# Projecto MeteoViseu



## Mjhb (11 Nov 2010 às 19:10)

Bem, olá de novo.

Eu queria guardar isto mais uns tempo, mas criei-o ontem e não consigo deixar de vos noticiar a criação do MeteoViseu.

Aceito opiniões e sugestões, ainda é recém-nascido o site, mas acho que para pouco mais de 1h de trabalho está mais ou menos.

Visitem www.meteoviseu.webnode.pt

E viva* Viseu*!!!!!


----------



## PedroAfonso (11 Nov 2010 às 23:09)

Sem querer desmoralizar ninguém, mas até haver uma estação meteorológica, ou informações mais interessantes/importantes para o comum do cidadão não vejo a necessidade de se criarem sites "para o inglês ver". Mas isso sou eu atenção. Não é para levar a peito.


----------



## arturjacobus (12 Nov 2010 às 00:20)

Caro Pedro:
Vejo teu site como um bom começo. Espero que possas ir acrescentando gradativamente mais informações sobre Viseu e o clima da cidade e da região.
Abraço,
Artur


----------



## joseoliveira (12 Nov 2010 às 07:42)

Muito "rapidamente visto" também partilho da opinião do *Artur*.

A nossa ideia de que tudo tem que surgir no sítio automaticamente e na perfeição não é apanágio de ninguém, tudo tem um começo bom ou menos bom, mas o empenho é de elogiar para que a obra nasça!

Dá-lhe gás Pedro, Viseu precisa de destaque no mapa meteorológico...


----------



## vitamos (12 Nov 2010 às 09:49)

Bom dia Pedro.

Obviamente que te parabenizo pela criação do MeteoViseu, mas aproveito para te dar alguns modestos conselhos que julgo pertinentes, e faço-o no bom sentido, porque me agrada ver pessoas com espírito de iniciativa.
Se por um lado o teu enorme espírito de iniciativa é bom, por outro pode-te levar a desenvolver demasiados projectos. O tempo e capacidade das pessoas é sempre limitado. Quer se queira quer não por vezes damos demasiado de nós a algo, esquecendo ou não tendo tempo para outras coisas.
***
#### O SEU OBJETIVO
Que endereço é indicado no texto apresentado para visitar o MeteoViseu? Indique, por favor, apenas o endereço.

#### DADOS FORNECIDOS
***
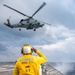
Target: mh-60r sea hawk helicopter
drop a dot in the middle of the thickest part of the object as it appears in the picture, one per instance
(29, 23)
***
#### RESPOSTA DO EXERCÍCIO
www.meteoviseu.webnode.pt